* BEGIN Records to process *

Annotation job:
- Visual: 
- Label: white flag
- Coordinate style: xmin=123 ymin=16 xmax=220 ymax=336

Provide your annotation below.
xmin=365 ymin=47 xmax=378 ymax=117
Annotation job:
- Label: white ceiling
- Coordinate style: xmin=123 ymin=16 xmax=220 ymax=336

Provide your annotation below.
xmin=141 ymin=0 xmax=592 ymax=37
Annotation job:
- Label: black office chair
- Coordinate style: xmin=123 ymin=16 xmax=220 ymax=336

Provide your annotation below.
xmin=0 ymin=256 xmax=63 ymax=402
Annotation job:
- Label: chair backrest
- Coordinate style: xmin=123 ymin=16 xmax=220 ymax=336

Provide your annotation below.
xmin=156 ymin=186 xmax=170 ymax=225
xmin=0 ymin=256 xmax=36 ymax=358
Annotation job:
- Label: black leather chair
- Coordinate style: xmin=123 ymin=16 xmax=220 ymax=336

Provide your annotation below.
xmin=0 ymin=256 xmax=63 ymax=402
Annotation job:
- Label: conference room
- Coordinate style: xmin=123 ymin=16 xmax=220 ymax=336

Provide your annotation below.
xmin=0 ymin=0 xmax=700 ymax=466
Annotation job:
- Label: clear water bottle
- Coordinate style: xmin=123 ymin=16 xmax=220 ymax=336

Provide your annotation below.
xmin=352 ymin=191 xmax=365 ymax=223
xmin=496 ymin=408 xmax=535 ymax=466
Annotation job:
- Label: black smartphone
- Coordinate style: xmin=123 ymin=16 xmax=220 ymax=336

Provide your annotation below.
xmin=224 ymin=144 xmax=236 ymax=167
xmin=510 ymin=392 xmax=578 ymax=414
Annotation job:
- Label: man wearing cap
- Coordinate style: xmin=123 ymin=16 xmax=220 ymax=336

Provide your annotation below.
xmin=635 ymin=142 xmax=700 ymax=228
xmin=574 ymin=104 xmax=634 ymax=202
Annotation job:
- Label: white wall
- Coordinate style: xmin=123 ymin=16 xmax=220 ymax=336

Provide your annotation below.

* END Records to process *

Objective
Reproduce the material above in full, keeping every line and character unchanged.

Output for this exercise
Annotation job:
- Visual: 
- Label: white flag
- Coordinate style: xmin=123 ymin=16 xmax=220 ymax=336

Provide your annotation below.
xmin=365 ymin=47 xmax=378 ymax=117
Annotation job:
- Label: white ceiling
- Coordinate style: xmin=123 ymin=16 xmax=220 ymax=336

Provide your annotation below.
xmin=141 ymin=0 xmax=592 ymax=37
Annotation job:
- Label: black office chair
- Coordinate style: xmin=123 ymin=16 xmax=220 ymax=336

Provide your annotation below.
xmin=0 ymin=256 xmax=63 ymax=402
Annotation job:
- Label: chair backrest
- Coordinate style: xmin=123 ymin=16 xmax=220 ymax=336

Provide your annotation below.
xmin=156 ymin=186 xmax=170 ymax=225
xmin=0 ymin=256 xmax=36 ymax=358
Annotation job:
- Label: black leather chair
- Coordinate style: xmin=123 ymin=16 xmax=220 ymax=336

Provide your annotation below.
xmin=0 ymin=256 xmax=63 ymax=402
Annotation job:
- Label: conference room
- Coordinate style: xmin=123 ymin=16 xmax=220 ymax=336

Provide your annotation below.
xmin=0 ymin=0 xmax=700 ymax=466
Annotation job:
- Label: clear water bottle
- Coordinate style: xmin=123 ymin=16 xmax=220 ymax=336

Provide your annotation below.
xmin=352 ymin=191 xmax=365 ymax=223
xmin=496 ymin=408 xmax=535 ymax=466
Annotation job:
- Label: black smartphone
- Coordinate style: xmin=123 ymin=16 xmax=220 ymax=336

Provide your annotation below.
xmin=224 ymin=144 xmax=236 ymax=167
xmin=510 ymin=392 xmax=578 ymax=414
Annotation job:
- Label: man wearing cap
- Coordinate style: xmin=123 ymin=16 xmax=220 ymax=336

Provide your annotation below.
xmin=635 ymin=142 xmax=700 ymax=228
xmin=574 ymin=104 xmax=634 ymax=202
Annotation job:
- Label: white wall
- Coordinate style: xmin=123 ymin=16 xmax=220 ymax=336

Provide your annotation below.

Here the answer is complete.